## TASK OBJECTIVE
Nothing past the line containing "like [228, 193]." belongs in the output. Copy exactly every line of the data below from the first up to and including it.

## EXERCISE MATERIALS
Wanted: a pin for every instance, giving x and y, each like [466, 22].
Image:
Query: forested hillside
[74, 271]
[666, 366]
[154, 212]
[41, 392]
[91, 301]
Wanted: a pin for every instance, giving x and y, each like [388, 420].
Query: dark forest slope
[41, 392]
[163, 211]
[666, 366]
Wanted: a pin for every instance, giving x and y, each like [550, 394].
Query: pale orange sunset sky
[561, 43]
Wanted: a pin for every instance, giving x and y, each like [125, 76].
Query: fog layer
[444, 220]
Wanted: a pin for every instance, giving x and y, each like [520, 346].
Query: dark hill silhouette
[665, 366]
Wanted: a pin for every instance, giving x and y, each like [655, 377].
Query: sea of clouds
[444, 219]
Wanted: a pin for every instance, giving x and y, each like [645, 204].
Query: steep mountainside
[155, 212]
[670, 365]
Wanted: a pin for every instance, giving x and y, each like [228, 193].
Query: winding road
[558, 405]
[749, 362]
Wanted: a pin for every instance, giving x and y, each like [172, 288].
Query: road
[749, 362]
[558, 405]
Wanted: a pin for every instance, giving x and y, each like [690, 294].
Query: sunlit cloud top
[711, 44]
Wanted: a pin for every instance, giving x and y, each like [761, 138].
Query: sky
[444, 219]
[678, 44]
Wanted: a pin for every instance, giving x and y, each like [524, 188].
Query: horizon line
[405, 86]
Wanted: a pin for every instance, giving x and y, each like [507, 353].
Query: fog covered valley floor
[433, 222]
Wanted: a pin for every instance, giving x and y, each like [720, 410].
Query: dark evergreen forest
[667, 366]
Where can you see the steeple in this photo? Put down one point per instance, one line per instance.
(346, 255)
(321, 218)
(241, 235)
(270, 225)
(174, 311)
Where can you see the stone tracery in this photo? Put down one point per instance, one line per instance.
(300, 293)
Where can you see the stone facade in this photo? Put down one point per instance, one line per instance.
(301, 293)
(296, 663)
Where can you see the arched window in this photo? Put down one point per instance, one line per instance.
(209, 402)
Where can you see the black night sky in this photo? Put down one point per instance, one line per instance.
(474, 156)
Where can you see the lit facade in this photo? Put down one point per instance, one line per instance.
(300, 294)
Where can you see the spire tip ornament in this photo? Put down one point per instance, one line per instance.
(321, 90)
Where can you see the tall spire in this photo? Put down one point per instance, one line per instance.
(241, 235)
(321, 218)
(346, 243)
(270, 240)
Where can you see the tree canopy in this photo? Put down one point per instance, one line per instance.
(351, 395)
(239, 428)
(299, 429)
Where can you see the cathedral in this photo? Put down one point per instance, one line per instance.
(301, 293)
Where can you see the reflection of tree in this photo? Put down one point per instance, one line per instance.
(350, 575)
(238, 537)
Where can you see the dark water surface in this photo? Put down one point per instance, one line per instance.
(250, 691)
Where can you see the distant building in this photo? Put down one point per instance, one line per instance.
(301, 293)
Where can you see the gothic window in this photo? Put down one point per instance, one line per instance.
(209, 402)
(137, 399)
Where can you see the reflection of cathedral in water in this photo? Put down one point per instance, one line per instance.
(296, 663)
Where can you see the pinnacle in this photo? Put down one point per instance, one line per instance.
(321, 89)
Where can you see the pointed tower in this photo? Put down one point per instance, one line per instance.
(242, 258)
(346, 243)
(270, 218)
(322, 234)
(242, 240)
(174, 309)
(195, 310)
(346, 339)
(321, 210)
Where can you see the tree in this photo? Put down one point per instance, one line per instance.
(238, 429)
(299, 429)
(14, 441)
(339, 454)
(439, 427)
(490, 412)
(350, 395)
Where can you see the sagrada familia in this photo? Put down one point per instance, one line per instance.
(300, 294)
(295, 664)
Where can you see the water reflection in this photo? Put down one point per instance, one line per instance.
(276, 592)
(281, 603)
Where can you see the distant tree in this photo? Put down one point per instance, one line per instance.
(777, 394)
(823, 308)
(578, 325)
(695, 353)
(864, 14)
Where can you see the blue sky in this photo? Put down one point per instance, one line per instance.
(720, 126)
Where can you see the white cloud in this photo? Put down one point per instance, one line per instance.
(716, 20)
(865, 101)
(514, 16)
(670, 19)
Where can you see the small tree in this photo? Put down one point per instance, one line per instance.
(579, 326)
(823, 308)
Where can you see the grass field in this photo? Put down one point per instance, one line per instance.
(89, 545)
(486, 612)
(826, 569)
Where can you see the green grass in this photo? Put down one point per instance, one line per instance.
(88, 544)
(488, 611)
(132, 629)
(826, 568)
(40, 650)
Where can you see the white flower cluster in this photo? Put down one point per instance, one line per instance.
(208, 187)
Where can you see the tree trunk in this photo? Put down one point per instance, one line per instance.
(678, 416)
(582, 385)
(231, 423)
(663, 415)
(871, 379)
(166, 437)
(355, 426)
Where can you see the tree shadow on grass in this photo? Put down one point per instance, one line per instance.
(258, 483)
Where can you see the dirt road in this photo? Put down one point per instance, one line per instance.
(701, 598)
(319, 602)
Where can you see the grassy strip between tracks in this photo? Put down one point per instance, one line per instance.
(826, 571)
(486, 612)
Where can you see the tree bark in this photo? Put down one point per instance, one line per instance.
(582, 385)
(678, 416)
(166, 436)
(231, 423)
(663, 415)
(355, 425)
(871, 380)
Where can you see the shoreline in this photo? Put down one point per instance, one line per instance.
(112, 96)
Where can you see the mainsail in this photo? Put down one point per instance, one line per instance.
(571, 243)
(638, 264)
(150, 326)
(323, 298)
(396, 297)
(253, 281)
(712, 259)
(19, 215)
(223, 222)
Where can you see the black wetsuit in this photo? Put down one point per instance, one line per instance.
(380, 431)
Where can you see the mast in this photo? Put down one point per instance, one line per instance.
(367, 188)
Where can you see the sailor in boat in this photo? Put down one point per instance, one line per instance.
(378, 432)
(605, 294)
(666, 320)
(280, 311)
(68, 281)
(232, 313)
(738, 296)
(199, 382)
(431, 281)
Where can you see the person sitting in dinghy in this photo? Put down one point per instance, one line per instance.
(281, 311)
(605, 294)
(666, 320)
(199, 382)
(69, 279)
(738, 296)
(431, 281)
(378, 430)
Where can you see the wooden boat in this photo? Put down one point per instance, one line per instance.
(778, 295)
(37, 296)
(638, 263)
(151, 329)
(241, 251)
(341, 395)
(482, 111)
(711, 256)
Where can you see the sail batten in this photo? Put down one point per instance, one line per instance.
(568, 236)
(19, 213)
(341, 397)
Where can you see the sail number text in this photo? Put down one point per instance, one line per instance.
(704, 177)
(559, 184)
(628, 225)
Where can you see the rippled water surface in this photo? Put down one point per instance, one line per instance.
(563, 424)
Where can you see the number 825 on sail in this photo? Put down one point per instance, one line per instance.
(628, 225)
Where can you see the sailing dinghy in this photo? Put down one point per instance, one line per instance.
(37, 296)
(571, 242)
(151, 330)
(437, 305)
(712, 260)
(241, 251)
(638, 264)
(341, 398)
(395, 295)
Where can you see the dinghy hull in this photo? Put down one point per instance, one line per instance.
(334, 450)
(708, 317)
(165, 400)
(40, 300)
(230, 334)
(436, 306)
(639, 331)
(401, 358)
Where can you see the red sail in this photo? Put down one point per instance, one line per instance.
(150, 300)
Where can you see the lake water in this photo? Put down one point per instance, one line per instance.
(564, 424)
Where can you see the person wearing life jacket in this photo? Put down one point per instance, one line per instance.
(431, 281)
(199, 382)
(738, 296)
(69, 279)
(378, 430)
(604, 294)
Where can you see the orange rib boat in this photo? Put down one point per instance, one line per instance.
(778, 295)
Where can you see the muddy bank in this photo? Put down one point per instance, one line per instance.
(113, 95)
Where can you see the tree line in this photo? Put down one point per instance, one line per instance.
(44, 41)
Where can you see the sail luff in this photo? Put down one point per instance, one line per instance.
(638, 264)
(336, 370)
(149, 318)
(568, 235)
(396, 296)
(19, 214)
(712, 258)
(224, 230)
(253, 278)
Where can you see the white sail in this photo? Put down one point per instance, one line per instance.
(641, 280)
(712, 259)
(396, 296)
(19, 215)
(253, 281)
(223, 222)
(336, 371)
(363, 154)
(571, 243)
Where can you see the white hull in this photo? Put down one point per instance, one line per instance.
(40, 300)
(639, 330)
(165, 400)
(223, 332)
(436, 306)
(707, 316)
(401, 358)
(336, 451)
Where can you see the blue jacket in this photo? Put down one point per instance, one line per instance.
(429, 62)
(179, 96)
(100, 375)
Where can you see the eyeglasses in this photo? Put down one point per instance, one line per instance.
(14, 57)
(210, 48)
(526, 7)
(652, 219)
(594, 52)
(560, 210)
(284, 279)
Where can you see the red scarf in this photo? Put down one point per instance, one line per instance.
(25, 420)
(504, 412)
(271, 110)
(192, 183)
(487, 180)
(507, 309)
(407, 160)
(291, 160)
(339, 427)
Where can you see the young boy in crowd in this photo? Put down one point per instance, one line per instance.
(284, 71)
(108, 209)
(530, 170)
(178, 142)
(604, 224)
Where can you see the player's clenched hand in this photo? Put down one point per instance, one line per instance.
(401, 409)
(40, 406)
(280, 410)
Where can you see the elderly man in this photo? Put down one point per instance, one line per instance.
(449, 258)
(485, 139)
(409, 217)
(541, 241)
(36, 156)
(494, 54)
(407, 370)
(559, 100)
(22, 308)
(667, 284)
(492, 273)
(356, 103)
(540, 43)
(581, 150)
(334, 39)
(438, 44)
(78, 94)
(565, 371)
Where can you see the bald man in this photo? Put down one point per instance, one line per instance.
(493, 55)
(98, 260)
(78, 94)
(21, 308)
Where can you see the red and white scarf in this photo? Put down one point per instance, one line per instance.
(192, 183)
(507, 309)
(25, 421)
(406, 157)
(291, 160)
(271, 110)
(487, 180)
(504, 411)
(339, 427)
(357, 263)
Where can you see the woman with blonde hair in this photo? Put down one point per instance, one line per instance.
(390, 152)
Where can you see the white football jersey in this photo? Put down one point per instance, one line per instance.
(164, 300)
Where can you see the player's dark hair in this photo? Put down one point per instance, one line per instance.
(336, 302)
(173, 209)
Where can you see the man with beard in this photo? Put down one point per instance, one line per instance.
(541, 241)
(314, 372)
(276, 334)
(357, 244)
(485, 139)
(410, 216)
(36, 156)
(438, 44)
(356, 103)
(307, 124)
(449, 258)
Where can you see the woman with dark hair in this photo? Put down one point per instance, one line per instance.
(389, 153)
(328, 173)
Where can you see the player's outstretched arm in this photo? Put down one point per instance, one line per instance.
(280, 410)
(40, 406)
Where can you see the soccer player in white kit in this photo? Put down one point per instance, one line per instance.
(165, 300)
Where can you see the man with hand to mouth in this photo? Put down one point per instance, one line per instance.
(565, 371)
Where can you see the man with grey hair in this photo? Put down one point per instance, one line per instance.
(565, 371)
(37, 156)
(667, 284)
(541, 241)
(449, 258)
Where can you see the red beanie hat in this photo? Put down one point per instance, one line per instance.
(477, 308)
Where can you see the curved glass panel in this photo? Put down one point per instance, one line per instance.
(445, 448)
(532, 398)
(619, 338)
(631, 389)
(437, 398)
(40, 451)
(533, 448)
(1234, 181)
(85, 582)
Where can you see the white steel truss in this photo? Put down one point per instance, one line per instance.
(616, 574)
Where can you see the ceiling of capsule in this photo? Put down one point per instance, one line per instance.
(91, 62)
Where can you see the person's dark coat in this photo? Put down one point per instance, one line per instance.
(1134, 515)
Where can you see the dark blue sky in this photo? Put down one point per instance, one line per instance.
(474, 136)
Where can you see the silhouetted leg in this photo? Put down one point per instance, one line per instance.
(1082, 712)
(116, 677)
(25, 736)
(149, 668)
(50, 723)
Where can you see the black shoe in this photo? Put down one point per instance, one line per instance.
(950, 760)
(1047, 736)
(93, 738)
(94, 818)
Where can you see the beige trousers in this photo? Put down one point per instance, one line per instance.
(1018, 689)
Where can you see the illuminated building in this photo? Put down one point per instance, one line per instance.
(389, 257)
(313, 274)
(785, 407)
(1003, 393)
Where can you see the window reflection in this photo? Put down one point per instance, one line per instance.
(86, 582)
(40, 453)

## WRITTEN ANSWER
Wanted: a pin for every instance, giving x and y, each like [466, 22].
Image:
Query: forested hillside
[74, 271]
[666, 366]
[154, 212]
[41, 392]
[91, 301]
Wanted: a pin for every instance, giving x and y, each like [388, 420].
Query: dark forest slope
[41, 392]
[163, 211]
[666, 366]
Wanted: a pin for every instance, giving x and y, each like [550, 394].
Query: pale orange sunset sky
[561, 43]
Wanted: a pin for every instance, giving x and y, each like [125, 76].
Query: fog layer
[444, 220]
Wanted: a pin for every instance, giving x and y, each like [520, 346].
Query: dark hill silhouette
[665, 366]
Wanted: a pin for every instance, giving x and y, each like [655, 377].
Query: sea of clouds
[444, 219]
Wanted: a pin for every instance, giving x and y, each like [645, 204].
Query: steep mountainside
[155, 212]
[670, 365]
Wanted: a pin for every instance, giving x and y, each like [228, 193].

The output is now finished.